§ What you have to do
Without omitting anything, copy every entry word for word.

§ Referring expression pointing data

-*-

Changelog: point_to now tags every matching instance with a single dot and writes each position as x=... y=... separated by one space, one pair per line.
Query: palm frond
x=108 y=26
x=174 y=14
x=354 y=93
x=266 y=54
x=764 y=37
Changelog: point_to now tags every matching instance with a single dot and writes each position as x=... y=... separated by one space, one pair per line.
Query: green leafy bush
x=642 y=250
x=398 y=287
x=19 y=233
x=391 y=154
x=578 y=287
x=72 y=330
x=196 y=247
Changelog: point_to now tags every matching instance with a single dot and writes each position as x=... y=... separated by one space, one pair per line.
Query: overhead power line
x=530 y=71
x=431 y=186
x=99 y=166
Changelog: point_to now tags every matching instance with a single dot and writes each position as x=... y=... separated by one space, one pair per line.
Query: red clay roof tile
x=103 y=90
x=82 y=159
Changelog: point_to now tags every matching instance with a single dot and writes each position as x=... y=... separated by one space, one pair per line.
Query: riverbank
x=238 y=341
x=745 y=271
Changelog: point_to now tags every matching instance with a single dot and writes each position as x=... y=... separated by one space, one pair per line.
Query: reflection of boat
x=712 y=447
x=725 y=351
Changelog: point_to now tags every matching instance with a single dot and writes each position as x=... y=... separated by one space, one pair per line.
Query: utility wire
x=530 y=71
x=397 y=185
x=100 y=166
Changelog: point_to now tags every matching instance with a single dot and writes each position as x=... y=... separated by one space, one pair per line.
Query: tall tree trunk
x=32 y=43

-*-

§ Exercise response
Changelog: point_to now tags every matching instance with a single dot and writes each position as x=... y=... separated by one space, one pair per line.
Query: palm frond
x=108 y=26
x=174 y=14
x=354 y=93
x=266 y=54
x=764 y=37
Changelog: point_to now tags every matching instance with a single dot and writes each position as x=... y=... separated by one space, one pair per line.
Query: green leafy bush
x=642 y=250
x=398 y=287
x=19 y=233
x=391 y=154
x=578 y=287
x=72 y=330
x=196 y=247
Changelog: point_to now tags every matching instance with a single dot and writes each position as x=... y=... separated by one space, one pair per line.
Query: overhead power line
x=530 y=71
x=431 y=186
x=99 y=166
Changelog: point_to now tags every matching instance with a single dot and writes each position as x=... y=... separated by one space, one pair per line.
Query: red clay roof tile
x=103 y=90
x=82 y=159
Changelog: point_to now tags every matching instance with a single dot and writes each position as x=... y=... separated by one space, one pair per line.
Query: riverbank
x=238 y=341
x=745 y=271
Changelog: point_to now tags every matching instance with a single dot and writes each position as x=... y=... separated by one space, one pair per line.
Query: reflection of boat
x=712 y=447
x=725 y=351
Changelog: point_to now tags every matching instance with a single dot and writes each position as x=... y=... separated by one space, one pair per line.
Query: utility wire
x=530 y=71
x=397 y=185
x=100 y=166
Changelog: point_to now tags every matching instance with a single dot and writes each position as x=... y=... separated by one space, one pair per line.
Query: tall tree trunk
x=32 y=43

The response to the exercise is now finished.